# [TASK STATEMENT]
Express the records as a Markdown table with two columns, "Row" and "Record line," putting one line per row, numbering the rows in order, and leaving out any blank lines.

# [SOURCE DATA]
-- Begin --

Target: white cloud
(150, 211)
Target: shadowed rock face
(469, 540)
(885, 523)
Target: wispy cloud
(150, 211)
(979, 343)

-- End --

# [TASK RESULT]
| Row | Record line |
|---|---|
| 1 | Target: white cloud |
| 2 | (150, 211) |
| 3 | Target: shadowed rock face |
| 4 | (469, 540) |
| 5 | (885, 523) |
| 6 | Target: wispy cloud |
| 7 | (150, 211) |
| 8 | (979, 343) |